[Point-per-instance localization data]
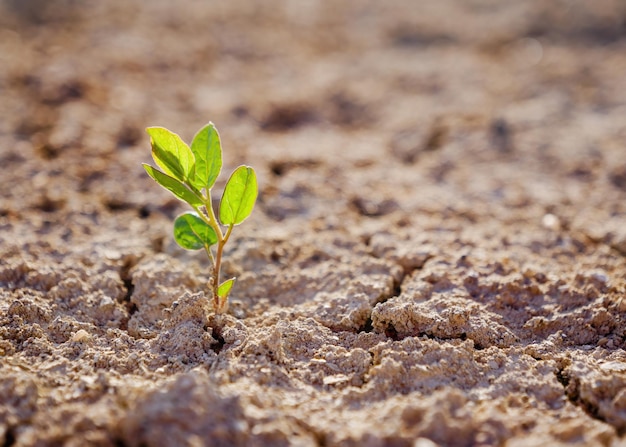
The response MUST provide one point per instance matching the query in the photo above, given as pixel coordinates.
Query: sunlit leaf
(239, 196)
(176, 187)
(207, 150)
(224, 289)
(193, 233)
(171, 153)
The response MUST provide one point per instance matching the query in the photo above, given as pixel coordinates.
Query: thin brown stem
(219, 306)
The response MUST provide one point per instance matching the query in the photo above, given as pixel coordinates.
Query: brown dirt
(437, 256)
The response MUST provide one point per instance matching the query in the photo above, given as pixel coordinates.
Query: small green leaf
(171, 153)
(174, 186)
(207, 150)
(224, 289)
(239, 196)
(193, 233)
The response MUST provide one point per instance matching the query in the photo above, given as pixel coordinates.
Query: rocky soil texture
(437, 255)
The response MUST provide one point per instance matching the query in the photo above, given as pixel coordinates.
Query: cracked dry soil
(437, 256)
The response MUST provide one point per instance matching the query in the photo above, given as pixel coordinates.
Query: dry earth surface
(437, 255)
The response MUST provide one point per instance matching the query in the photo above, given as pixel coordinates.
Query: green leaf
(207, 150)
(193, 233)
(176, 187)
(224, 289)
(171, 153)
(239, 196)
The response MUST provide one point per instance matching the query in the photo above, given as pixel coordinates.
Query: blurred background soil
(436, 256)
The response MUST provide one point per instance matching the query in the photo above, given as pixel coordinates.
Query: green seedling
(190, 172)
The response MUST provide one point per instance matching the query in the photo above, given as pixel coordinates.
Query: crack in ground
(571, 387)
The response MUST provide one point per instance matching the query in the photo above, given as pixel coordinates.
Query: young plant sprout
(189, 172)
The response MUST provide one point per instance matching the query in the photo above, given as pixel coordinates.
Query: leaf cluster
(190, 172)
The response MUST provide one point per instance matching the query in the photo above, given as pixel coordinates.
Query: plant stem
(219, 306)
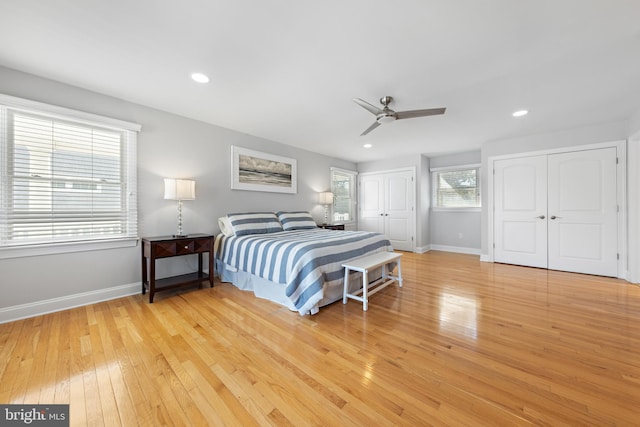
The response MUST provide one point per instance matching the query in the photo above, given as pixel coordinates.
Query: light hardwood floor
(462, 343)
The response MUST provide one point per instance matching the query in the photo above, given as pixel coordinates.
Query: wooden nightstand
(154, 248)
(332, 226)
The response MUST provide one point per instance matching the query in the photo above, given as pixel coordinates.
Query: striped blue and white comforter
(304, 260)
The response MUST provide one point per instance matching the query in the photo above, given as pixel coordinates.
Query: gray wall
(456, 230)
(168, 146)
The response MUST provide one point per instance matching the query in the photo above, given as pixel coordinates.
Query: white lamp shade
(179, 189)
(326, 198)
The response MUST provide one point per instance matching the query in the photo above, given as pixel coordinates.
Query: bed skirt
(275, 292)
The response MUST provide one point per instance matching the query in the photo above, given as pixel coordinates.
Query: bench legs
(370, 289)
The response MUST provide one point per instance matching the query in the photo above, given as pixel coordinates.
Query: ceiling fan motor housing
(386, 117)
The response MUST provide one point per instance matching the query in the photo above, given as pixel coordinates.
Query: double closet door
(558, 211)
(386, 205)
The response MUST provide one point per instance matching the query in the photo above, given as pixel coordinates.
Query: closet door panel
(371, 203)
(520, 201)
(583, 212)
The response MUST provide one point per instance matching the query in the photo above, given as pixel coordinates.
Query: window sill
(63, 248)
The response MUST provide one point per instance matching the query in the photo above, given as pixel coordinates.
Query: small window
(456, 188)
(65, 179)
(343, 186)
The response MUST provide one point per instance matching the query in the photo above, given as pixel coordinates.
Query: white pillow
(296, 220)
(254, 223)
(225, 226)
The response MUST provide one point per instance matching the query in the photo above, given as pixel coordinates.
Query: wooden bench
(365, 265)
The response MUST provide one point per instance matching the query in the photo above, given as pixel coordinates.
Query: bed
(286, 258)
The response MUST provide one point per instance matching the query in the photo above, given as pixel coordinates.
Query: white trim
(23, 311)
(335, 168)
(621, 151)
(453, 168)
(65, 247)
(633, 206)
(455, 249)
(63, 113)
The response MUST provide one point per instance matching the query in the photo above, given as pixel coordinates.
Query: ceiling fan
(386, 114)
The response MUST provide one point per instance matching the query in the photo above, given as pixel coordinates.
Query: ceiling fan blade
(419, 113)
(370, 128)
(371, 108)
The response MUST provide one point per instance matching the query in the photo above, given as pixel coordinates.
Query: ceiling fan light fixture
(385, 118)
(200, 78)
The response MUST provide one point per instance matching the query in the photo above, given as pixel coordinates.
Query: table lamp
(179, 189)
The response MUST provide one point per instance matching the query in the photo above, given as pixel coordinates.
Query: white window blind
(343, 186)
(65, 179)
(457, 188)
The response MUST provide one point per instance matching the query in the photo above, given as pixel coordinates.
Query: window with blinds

* * *

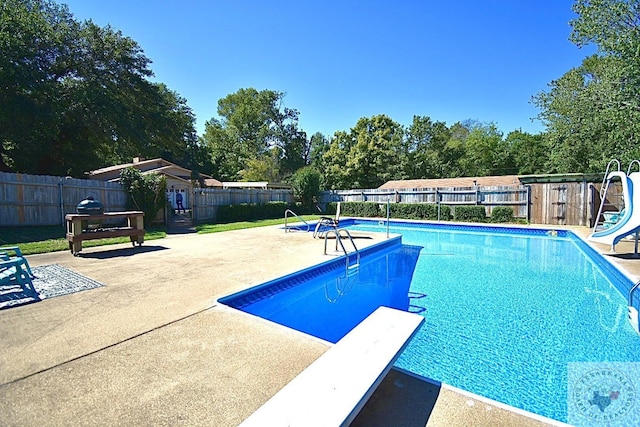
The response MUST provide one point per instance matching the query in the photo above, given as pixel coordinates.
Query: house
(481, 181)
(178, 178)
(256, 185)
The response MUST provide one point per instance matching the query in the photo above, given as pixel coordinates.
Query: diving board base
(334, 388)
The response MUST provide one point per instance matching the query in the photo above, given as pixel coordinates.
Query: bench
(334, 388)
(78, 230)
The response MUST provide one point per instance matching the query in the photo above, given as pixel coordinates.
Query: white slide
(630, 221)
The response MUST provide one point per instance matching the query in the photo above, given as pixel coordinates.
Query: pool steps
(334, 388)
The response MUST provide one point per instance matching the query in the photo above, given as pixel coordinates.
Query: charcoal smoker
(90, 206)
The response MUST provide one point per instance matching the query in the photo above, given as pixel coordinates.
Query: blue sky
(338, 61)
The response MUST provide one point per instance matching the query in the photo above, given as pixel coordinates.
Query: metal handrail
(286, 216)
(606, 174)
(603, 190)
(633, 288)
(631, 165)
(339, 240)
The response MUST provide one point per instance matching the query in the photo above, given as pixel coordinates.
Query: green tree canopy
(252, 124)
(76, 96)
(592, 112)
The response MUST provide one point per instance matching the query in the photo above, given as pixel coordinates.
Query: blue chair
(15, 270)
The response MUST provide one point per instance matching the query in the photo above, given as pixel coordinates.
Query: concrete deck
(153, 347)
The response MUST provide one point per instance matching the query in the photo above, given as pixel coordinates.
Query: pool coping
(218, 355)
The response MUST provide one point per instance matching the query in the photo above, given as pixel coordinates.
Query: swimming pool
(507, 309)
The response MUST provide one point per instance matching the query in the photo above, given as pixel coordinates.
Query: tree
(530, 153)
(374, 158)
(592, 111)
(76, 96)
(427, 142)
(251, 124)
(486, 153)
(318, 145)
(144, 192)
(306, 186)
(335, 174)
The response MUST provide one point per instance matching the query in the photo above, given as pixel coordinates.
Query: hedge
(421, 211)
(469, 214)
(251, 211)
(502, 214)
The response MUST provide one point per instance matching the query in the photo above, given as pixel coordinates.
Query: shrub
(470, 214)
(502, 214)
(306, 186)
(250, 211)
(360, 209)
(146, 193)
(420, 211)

◆ Work request ◆
Set down, from the entries above, exactly the lines from the one with "Query: window sill" up to and including the one with "Query: window with blinds", and no other lines.

◆ Response for this exercise ◆
Query: window sill
(63, 248)
The response MUST provide one point per instance matching the query in the photo above, given as pixel coordinates.
Query: small window
(456, 188)
(65, 179)
(343, 186)
The response MUST provide one point per instance matching the query in the photo above, given as pixel coordinates.
Query: white pillow
(296, 220)
(254, 223)
(225, 226)
The response MUST provide one point per instance matching the query in the photo above, given as pixel coordinates.
Query: wooden bench
(365, 265)
The response MUST provide one point per instance matching the query in the photo above, given as pixel coordinates.
Query: bed
(286, 258)
The response MUST provide one point per instance matching the query in the photo above, given as pixel coordinates.
Query: white trim
(23, 311)
(335, 168)
(621, 151)
(453, 168)
(65, 247)
(633, 206)
(455, 249)
(63, 113)
The response MUST provide one point per instance matching the query in the photo above, given as pixel coordinates.
Query: ceiling fan
(386, 114)
The response MUST provide one point per instance matching the query in the photo above, given as pixel coordinates.
Query: ceiling fan blade
(419, 113)
(370, 128)
(371, 108)
The response MUST provide one point per instance matching the query in the photo above, given as pixel coordinates.
Query: ceiling fan light fixture
(385, 118)
(200, 78)
The response MUST provide one point per instance matching the query in the photo above, given as pixel coordinates.
Query: table lamp
(179, 189)
The response MUST provide one point per instance matching the query in the photo above, given as pixel coordinates.
Query: white window blind
(343, 186)
(65, 179)
(457, 188)
The response MUST provide one point per instance matching the query in the photo above, given as pixel coordinates.
Query: window with blinds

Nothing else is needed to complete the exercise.